-- Start --

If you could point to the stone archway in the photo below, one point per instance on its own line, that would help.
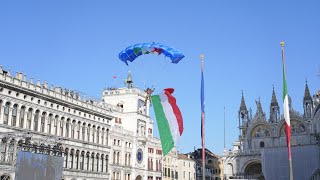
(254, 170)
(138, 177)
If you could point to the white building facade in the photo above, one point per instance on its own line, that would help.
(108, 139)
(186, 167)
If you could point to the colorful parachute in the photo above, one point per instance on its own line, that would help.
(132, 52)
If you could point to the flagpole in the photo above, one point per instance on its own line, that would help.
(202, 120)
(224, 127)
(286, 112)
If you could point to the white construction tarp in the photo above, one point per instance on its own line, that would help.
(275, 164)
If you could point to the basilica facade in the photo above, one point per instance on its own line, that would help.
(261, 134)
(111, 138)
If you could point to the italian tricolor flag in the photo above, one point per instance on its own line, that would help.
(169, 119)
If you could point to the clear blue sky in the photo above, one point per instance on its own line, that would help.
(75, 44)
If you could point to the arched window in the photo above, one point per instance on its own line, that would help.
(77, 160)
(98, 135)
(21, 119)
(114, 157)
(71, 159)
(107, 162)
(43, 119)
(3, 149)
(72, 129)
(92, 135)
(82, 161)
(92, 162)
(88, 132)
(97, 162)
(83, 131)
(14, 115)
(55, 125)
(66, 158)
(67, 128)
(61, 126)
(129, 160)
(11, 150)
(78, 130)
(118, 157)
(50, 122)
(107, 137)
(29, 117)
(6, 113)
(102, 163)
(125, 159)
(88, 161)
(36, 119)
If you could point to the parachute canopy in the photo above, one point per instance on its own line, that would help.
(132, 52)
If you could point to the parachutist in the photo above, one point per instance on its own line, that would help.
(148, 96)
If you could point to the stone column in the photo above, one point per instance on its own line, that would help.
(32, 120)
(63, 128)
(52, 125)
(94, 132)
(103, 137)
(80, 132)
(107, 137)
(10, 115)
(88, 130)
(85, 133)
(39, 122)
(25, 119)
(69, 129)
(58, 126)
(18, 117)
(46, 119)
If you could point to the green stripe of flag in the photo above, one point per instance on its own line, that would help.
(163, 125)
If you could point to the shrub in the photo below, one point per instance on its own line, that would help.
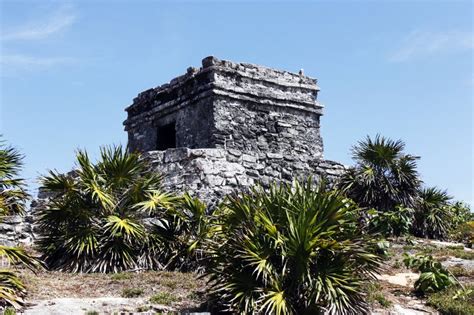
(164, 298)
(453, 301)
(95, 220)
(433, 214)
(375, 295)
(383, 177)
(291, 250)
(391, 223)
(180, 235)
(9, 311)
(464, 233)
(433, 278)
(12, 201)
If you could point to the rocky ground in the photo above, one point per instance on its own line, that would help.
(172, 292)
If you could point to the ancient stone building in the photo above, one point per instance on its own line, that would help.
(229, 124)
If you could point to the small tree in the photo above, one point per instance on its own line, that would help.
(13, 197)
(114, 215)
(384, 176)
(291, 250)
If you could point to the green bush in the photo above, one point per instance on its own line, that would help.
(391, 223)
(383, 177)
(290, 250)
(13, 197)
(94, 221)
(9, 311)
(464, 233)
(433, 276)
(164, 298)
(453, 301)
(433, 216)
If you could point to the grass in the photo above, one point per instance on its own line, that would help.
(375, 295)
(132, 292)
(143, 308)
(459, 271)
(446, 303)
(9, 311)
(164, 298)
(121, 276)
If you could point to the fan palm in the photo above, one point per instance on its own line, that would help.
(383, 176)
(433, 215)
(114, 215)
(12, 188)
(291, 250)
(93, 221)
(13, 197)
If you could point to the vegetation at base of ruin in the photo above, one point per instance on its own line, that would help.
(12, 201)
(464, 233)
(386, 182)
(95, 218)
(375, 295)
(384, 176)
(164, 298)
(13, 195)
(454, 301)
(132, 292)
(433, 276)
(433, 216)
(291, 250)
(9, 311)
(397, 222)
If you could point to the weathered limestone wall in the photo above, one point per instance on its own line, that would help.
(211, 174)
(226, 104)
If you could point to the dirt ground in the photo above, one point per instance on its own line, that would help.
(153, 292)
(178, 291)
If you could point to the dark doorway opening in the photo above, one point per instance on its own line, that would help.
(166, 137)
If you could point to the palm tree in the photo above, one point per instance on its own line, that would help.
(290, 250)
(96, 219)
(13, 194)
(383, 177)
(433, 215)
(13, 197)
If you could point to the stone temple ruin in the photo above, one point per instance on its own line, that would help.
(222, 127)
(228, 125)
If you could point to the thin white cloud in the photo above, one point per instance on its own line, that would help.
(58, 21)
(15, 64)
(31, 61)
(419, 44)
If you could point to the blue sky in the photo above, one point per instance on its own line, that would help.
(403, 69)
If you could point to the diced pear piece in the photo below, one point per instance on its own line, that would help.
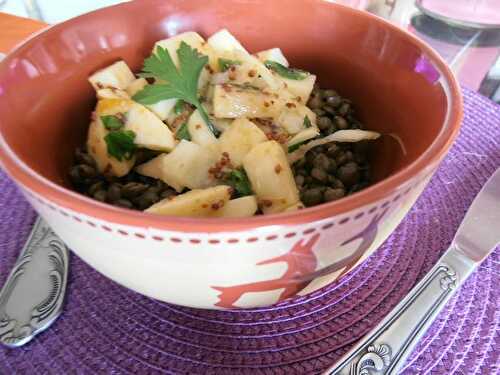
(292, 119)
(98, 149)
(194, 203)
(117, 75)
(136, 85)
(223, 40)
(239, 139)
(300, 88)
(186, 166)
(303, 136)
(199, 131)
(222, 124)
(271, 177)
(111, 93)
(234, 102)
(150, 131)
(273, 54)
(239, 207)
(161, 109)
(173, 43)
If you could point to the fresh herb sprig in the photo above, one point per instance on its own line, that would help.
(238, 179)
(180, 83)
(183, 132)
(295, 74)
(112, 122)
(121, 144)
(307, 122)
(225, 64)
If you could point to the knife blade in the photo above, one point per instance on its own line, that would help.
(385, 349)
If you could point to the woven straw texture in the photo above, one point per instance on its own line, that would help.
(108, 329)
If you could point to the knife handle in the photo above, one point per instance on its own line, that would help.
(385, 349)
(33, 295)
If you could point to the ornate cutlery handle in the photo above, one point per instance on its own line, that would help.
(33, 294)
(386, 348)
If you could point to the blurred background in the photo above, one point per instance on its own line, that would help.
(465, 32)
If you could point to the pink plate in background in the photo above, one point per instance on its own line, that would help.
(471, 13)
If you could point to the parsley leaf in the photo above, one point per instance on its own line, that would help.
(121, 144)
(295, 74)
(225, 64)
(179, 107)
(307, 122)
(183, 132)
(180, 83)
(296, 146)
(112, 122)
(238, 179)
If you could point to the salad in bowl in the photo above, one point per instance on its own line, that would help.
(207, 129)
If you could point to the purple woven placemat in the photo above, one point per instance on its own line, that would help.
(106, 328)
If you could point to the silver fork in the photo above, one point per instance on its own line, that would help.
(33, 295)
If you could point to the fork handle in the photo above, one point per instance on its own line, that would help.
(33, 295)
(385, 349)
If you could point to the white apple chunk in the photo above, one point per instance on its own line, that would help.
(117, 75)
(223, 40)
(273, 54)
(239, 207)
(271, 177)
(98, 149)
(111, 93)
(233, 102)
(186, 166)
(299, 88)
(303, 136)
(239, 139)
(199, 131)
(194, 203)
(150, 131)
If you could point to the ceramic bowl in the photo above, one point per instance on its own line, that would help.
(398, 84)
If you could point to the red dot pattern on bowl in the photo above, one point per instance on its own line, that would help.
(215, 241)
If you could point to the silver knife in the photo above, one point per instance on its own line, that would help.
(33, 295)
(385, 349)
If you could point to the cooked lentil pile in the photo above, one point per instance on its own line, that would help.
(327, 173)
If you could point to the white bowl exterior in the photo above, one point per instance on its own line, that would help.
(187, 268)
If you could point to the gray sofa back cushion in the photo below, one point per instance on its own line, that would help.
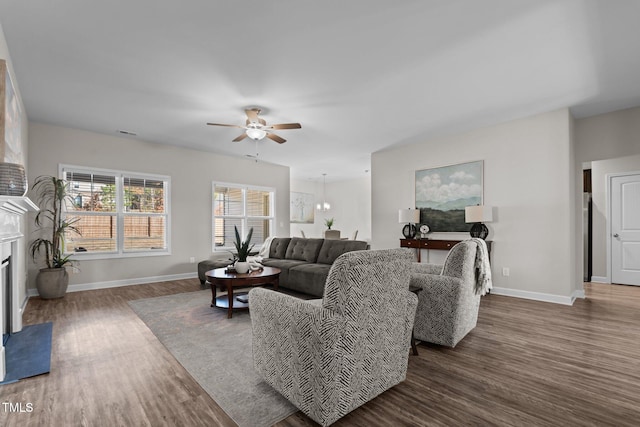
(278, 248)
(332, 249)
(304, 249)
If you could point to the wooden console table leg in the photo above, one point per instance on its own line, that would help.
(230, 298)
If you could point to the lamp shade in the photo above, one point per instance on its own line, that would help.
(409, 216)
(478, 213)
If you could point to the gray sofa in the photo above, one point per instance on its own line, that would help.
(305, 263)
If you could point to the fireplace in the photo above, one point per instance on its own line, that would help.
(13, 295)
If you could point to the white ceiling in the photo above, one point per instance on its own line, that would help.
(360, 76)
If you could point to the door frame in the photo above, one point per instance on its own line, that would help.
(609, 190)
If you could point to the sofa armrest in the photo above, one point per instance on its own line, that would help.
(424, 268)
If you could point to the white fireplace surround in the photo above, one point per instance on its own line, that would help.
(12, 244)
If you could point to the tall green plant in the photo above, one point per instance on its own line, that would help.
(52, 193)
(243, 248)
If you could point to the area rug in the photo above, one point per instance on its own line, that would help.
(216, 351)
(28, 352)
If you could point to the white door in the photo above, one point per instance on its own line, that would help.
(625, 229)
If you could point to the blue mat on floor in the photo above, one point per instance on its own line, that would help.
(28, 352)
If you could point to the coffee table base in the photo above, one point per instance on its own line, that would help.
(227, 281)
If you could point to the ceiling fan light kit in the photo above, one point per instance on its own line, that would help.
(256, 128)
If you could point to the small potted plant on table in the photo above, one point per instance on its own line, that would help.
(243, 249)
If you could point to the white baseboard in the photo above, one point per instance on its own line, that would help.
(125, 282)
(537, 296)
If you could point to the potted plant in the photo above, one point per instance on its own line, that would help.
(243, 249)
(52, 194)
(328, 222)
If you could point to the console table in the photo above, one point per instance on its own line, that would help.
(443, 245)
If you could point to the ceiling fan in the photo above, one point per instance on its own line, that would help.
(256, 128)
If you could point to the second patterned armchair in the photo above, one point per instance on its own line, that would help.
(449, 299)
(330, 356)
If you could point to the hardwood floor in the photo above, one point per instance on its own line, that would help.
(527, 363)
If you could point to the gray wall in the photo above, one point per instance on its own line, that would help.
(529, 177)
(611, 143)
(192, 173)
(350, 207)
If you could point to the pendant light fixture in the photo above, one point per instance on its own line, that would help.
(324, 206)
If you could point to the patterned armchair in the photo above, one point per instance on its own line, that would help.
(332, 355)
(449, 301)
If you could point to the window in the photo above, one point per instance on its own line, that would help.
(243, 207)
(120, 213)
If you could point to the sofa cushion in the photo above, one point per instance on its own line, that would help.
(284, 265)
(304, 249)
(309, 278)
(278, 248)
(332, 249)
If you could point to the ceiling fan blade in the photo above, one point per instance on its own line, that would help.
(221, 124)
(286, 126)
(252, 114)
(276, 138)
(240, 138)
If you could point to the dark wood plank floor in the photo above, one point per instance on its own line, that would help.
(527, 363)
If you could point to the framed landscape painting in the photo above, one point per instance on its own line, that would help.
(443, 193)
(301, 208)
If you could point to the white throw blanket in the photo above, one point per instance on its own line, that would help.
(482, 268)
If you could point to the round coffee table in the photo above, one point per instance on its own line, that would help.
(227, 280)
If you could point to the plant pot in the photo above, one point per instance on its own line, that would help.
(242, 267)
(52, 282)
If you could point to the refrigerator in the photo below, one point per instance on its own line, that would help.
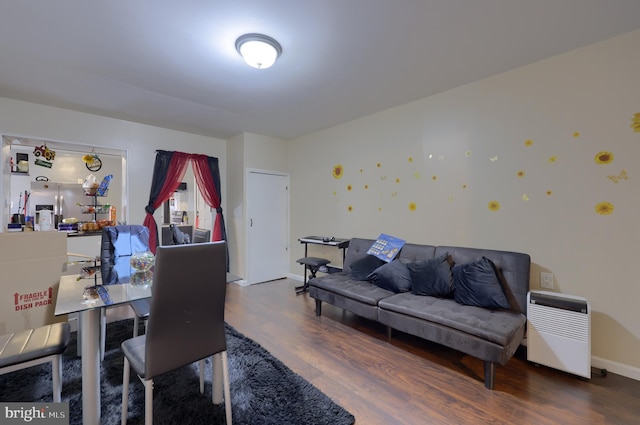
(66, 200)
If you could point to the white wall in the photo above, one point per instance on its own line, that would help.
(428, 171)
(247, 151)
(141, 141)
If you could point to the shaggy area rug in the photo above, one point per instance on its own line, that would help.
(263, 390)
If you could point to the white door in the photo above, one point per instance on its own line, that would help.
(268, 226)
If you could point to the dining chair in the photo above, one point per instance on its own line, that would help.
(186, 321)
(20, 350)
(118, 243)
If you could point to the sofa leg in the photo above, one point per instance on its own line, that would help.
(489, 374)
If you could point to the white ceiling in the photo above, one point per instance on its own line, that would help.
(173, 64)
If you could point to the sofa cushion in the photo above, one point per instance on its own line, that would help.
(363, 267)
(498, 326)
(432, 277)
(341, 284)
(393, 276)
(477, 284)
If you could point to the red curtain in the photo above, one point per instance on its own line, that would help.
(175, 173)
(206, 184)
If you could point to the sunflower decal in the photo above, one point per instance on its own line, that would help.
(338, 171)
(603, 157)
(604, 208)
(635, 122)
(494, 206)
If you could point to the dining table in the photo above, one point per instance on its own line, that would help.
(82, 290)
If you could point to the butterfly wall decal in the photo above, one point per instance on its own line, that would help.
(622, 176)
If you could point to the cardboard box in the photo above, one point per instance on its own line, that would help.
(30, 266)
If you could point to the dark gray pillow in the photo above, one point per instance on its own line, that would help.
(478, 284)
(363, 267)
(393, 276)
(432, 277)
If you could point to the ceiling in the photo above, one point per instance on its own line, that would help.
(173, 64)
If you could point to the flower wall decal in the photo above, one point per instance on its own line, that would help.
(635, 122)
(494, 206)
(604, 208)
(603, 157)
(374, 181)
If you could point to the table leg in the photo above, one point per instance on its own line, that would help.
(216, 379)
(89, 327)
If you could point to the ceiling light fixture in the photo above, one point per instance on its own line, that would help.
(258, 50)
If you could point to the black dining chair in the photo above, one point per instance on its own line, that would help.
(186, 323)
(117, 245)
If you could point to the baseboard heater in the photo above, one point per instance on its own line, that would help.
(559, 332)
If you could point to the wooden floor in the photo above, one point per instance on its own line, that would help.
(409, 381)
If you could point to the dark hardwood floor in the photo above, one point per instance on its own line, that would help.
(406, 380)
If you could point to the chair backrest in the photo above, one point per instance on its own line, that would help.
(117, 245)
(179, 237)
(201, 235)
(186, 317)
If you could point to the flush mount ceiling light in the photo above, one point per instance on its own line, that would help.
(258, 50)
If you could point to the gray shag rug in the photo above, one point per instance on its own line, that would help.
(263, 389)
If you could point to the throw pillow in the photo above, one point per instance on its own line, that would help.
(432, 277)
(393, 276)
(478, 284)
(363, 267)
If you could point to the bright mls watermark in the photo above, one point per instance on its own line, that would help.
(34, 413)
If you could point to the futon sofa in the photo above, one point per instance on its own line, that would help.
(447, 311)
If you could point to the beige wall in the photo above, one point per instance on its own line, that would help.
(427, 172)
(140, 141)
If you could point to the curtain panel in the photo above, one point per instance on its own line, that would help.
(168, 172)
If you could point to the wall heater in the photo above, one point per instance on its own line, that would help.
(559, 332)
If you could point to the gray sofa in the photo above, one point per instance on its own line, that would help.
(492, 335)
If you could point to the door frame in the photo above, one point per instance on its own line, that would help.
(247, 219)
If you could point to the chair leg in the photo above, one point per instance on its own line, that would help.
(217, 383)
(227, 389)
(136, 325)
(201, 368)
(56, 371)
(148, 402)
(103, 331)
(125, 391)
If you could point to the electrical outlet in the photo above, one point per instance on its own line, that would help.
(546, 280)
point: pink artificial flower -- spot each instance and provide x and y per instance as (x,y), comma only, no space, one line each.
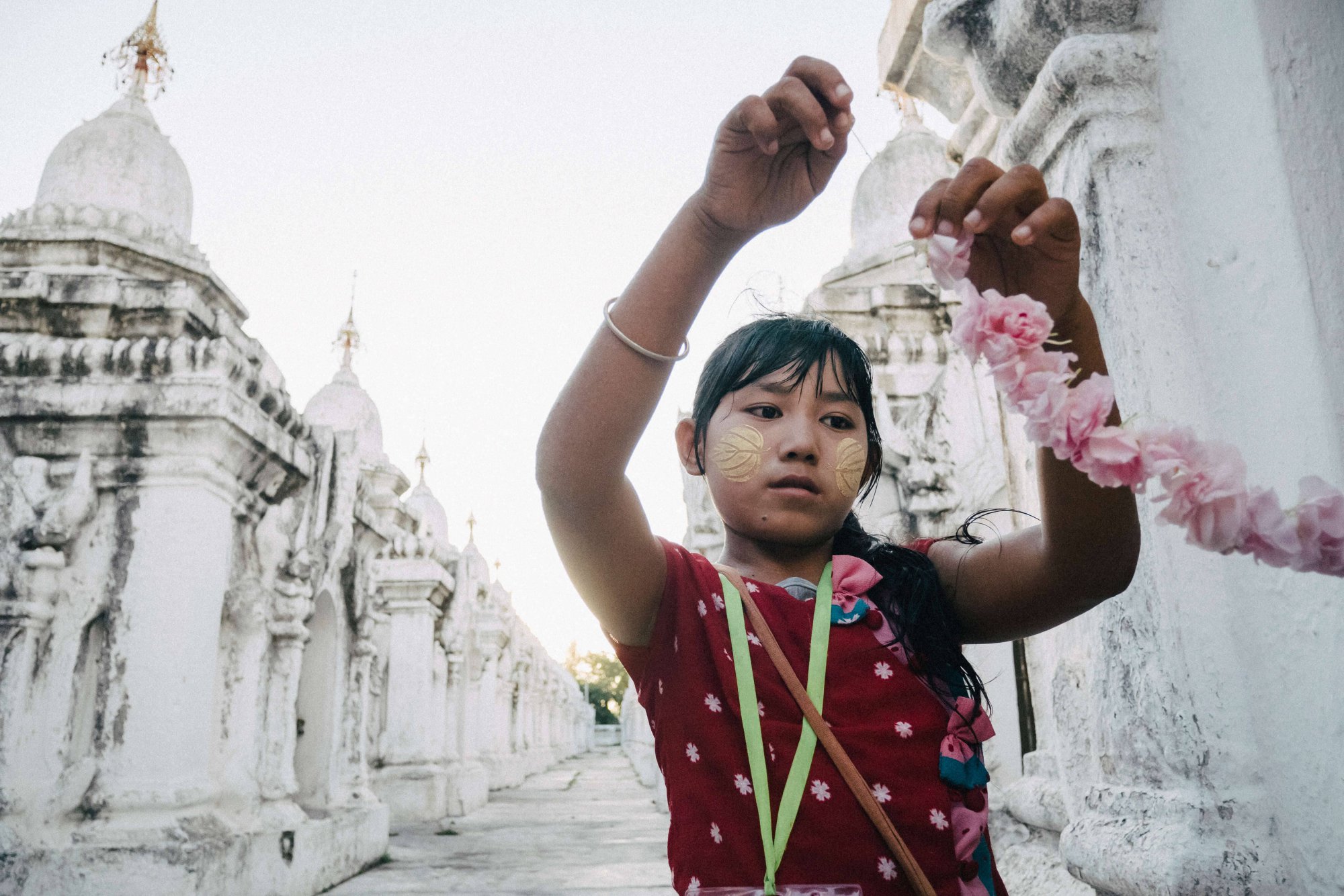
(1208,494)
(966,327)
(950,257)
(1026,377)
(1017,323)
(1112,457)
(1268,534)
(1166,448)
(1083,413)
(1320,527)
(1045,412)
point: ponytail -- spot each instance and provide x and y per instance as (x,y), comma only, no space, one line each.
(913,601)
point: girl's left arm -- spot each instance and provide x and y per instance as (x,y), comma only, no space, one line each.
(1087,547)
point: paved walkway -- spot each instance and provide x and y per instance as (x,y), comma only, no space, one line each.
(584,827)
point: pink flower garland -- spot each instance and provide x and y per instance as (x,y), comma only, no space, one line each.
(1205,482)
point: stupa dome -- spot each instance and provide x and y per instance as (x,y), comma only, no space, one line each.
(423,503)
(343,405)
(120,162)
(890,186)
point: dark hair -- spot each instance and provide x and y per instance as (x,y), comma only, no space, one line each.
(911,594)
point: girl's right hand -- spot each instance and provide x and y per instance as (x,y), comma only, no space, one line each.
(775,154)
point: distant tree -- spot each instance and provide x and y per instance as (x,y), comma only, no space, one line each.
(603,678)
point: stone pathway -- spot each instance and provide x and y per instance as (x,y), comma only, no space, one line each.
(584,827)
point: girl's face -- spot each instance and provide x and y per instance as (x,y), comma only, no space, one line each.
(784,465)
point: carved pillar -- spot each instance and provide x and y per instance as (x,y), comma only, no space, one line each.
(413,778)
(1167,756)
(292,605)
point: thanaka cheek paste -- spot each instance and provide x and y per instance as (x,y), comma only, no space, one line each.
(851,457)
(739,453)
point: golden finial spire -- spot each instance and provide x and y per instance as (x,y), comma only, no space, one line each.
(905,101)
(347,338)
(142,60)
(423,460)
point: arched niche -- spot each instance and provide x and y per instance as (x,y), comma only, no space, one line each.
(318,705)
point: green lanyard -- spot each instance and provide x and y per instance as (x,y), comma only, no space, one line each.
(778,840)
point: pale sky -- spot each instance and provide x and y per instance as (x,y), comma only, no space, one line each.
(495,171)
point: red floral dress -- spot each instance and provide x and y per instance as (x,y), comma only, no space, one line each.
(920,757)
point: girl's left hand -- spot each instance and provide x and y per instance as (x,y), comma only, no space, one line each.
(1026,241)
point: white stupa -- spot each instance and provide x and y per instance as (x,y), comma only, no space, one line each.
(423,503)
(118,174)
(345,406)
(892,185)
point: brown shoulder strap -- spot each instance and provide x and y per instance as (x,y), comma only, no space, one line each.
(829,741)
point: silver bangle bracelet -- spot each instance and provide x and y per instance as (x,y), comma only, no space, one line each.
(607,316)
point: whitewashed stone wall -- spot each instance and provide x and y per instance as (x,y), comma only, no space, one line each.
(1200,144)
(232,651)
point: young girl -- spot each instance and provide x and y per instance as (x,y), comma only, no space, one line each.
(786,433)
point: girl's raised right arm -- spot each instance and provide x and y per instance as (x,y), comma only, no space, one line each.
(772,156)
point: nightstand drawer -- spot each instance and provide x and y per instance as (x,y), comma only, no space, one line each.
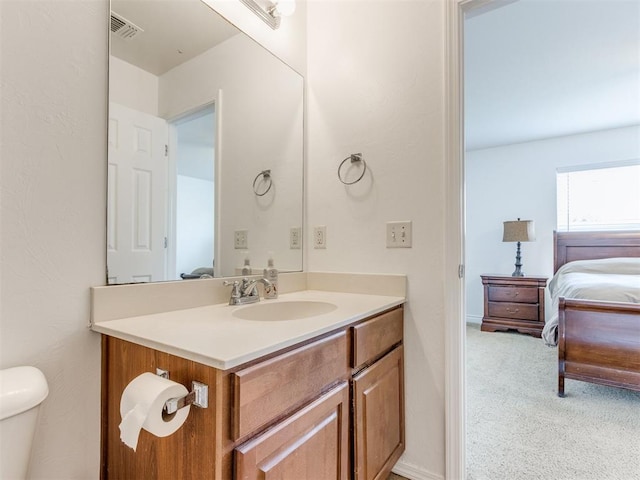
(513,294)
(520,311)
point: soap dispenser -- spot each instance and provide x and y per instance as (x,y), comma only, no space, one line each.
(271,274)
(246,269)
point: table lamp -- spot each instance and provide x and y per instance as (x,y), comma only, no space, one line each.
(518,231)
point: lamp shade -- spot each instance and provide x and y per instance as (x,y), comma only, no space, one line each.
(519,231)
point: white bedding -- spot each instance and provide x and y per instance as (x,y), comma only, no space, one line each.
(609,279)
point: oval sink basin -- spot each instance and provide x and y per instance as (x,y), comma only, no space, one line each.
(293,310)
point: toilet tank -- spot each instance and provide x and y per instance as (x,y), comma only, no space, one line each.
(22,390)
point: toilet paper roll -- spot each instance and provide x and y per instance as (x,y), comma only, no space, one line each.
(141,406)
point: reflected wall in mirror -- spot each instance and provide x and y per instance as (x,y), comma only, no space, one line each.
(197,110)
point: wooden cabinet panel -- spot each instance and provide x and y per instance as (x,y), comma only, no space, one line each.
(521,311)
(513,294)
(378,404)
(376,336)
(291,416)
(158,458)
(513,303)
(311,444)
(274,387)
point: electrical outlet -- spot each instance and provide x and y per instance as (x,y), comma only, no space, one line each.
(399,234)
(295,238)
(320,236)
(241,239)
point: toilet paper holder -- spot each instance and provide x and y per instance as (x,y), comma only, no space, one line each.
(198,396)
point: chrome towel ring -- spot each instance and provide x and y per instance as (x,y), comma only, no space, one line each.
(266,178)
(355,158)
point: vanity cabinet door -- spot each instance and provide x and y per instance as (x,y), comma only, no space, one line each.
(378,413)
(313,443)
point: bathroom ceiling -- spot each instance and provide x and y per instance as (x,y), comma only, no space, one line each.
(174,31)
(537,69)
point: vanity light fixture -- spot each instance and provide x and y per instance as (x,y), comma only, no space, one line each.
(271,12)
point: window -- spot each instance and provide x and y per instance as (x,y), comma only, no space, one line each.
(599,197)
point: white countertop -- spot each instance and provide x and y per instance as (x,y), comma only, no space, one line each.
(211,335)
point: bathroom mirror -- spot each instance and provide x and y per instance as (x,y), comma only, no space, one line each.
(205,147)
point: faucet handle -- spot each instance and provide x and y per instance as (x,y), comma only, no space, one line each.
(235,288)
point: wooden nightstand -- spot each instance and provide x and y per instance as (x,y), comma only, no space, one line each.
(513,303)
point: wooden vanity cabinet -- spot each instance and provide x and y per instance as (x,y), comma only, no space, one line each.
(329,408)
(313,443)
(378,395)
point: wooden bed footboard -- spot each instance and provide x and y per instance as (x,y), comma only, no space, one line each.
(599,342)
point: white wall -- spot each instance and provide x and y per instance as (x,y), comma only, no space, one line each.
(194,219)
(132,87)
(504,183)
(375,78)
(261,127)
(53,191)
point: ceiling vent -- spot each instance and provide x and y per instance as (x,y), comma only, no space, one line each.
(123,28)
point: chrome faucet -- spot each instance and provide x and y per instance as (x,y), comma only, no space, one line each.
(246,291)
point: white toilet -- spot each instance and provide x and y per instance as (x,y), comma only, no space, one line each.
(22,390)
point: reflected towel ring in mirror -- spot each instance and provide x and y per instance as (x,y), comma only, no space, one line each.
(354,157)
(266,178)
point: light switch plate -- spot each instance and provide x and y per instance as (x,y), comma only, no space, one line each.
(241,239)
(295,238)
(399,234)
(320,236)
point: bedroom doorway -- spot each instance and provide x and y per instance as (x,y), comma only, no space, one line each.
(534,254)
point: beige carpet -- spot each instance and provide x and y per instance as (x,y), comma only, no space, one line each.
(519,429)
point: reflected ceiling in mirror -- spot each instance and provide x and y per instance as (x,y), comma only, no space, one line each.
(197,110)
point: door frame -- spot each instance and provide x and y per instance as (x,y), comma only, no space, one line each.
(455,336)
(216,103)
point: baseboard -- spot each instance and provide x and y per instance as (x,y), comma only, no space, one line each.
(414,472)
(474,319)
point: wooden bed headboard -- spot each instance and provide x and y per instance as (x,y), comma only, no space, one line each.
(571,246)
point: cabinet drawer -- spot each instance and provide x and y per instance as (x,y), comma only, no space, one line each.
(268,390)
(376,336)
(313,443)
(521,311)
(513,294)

-- End --

## Goal
Beginning with the line that contains "point: door frame", repeat every line through the end of the records and nothing more.

## Full answer
point: door frame -- spot each instance and provide x and y per instance as (x,y), comma only, no space, one line each.
(455,336)
(216,103)
point: baseboard -- spot each instance and provide x and y per instance as (x,y), comma only, no space, one line each.
(414,472)
(474,319)
point: wooden bed headboard -- spot each instance and provide x and y per instance as (x,y), comma only, no space, one line each.
(571,246)
point: cabinet drawer -- spot each instance and provide x and y per instance as (x,y), comma only, no space, one line each.
(268,390)
(376,336)
(313,443)
(521,311)
(513,294)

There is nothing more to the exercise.